• **WHAT THIS EXERCISE ASKS**:
• A. List the names of the components that have their own subheadings in the network structure excerpt.
• B. From the network structure excerpt, reproduce the part that opens with the words containing "The detailed network" and closes with "##### Manipulator.".
• C. According to the network structure excerpt, how many Transformer layers and attention heads make up the manipulator's Transformer blocks?

• **EXCERPTED PASSAGE**:
++++
Appendix B A Model and Training Details
---------------------------------------

### A.1 Network Structure

##### VQ Encoder.

We visualize the network structure of the VQ encoder in Figure[5](https://arxiv.org/html/2412.13917v1#A2.F5 "Figure 5 ‣ Discriminator. ‣ A.1 Network Structure ‣ Appendix B A Model and Training Details ‣ Speech Watermarking with Discrete Intermediate Representations") (a). The VQ encoder maps the magnitude spectrogram into discrete codes with the convolutional residual blocks and the vector quantizer. The convolutional residual blocks consist of 3 1D convolutional blocks with 128 hidden size and 3 kernel size. We do not use pooling layers so that the information will pass through the VQ encoder as much as possible to minimize the reconstruction error.

##### Masked Decoder.

The detailed network structure of the proposed masked decoder is shown in Figure[5](https://arxiv.org/html/2412.13917v1#A2.F5 "Figure 5 ‣ Discriminator. ‣ A.1 Network Structure ‣ Appendix B A Model and Training Details ‣ Speech Watermarking with Discrete Intermediate Representations") (b), which utilized the discrete codes and masked magnitude spectrogram to reconstruct the original magnitude spectrogram. We first concatenate the discrete code embedding and the masked magnitude spectrogram in a channel-wise manner. Then, the features are fed into several 1D convolutional residual blocks. Finally, we use 1D convolution layer to map the output of the model to the magnitude spectrogram. The convolutional residual blocks consist of 3 1D convolutional blocks with 128 hidden size and 3 kernel size.

##### Manipulator.

As shown in Figure[5](https://arxiv.org/html/2412.13917v1#A2.F5 "Figure 5 ‣ Discriminator. ‣ A.1 Network Structure ‣ Appendix B A Model and Training Details ‣ Speech Watermarking with Discrete Intermediate Representations") (c), the manipulator is built with a stack of Transformer blocks(Vaswani et al. [2017](https://arxiv.org/html/2412.13917v1#bib.bib43)), which aims at predicting the discrete code sequence given by the pre-trained VQ-VAE model in a non-autoregressive manner. The Transformer blocks consist of 4 Transformer layers with 128 hidden size and 2 attention heads.
++++
• **Pointing records**:
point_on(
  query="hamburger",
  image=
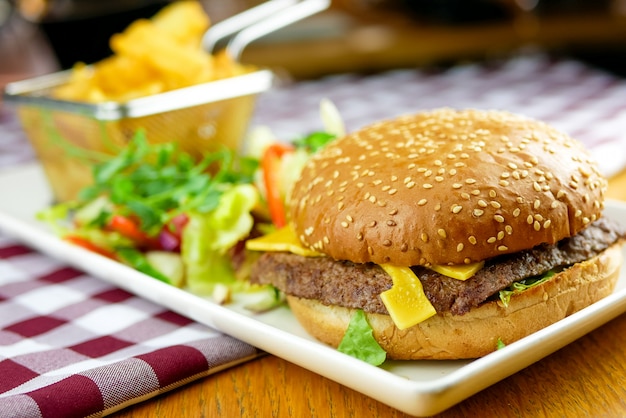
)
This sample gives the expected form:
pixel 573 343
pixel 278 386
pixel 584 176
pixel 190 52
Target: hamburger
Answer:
pixel 452 231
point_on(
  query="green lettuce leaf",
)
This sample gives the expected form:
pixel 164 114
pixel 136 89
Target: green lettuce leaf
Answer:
pixel 359 341
pixel 208 236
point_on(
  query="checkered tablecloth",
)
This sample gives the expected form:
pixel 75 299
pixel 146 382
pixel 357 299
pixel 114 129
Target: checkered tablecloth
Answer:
pixel 587 103
pixel 72 345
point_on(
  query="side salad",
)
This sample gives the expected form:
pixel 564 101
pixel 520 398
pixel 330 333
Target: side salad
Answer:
pixel 183 221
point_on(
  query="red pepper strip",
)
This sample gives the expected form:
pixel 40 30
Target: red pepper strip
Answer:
pixel 128 228
pixel 271 177
pixel 88 245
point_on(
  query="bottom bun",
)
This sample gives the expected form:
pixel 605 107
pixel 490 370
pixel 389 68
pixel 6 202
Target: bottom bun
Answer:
pixel 475 334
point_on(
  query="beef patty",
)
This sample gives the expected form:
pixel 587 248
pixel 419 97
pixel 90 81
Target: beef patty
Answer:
pixel 352 285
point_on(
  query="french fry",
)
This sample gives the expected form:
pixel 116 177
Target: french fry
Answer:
pixel 186 22
pixel 152 56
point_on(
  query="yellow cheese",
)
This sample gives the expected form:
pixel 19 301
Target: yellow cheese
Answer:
pixel 406 301
pixel 460 271
pixel 283 239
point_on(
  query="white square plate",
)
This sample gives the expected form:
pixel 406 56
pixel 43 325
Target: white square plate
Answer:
pixel 415 387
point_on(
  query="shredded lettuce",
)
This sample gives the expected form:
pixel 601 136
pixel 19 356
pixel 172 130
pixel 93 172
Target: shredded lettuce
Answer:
pixel 359 341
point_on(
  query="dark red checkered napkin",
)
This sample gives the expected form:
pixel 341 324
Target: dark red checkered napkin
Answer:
pixel 72 345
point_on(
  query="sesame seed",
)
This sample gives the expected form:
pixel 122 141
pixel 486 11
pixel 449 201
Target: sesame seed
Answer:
pixel 477 212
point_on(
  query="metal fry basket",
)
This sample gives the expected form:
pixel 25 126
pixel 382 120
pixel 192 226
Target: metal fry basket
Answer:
pixel 201 118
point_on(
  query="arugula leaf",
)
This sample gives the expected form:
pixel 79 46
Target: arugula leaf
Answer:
pixel 314 141
pixel 359 341
pixel 522 285
pixel 155 182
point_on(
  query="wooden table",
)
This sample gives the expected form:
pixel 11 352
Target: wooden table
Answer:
pixel 586 378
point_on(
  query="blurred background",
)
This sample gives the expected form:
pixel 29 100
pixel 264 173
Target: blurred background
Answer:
pixel 41 36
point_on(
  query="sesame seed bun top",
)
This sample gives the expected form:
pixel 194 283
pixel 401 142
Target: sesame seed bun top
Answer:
pixel 445 187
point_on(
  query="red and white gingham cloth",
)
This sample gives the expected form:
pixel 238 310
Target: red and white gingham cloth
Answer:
pixel 72 345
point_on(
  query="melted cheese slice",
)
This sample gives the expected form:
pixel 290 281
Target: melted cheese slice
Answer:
pixel 406 301
pixel 459 271
pixel 283 239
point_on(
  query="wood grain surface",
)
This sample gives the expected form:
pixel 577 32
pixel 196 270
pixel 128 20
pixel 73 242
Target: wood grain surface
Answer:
++++
• **OUTPUTS FOR THE TASKS**:
• A.
VQ Encoder
Masked Decoder
Manipulator

• B.
The detailed network structure of the proposed masked decoder is shown in Figure[5](https://arxiv.org/html/2412.13917v1#A2.F5 "Figure 5 ‣ Discriminator. ‣ A.1 Network Structure ‣ Appendix B A Model and Training Details ‣ Speech Watermarking with Discrete Intermediate Representations") (b), which utilized the discrete codes and masked magnitude spectrogram to reconstruct the original magnitude spectrogram. We first concatenate the discrete code embedding and the masked magnitude spectrogram in a channel-wise manner. Then, the features are fed into several 1D convolutional residual blocks. Finally, we use 1D convolution layer to map the output of the model to the magnitude spectrogram. The convolutional residual blocks consist of 3 1D convolutional blocks with 128 hidden size and 3 kernel size.

##### Manipulator.

• C. 4 Transformer layers and 2 attention heads.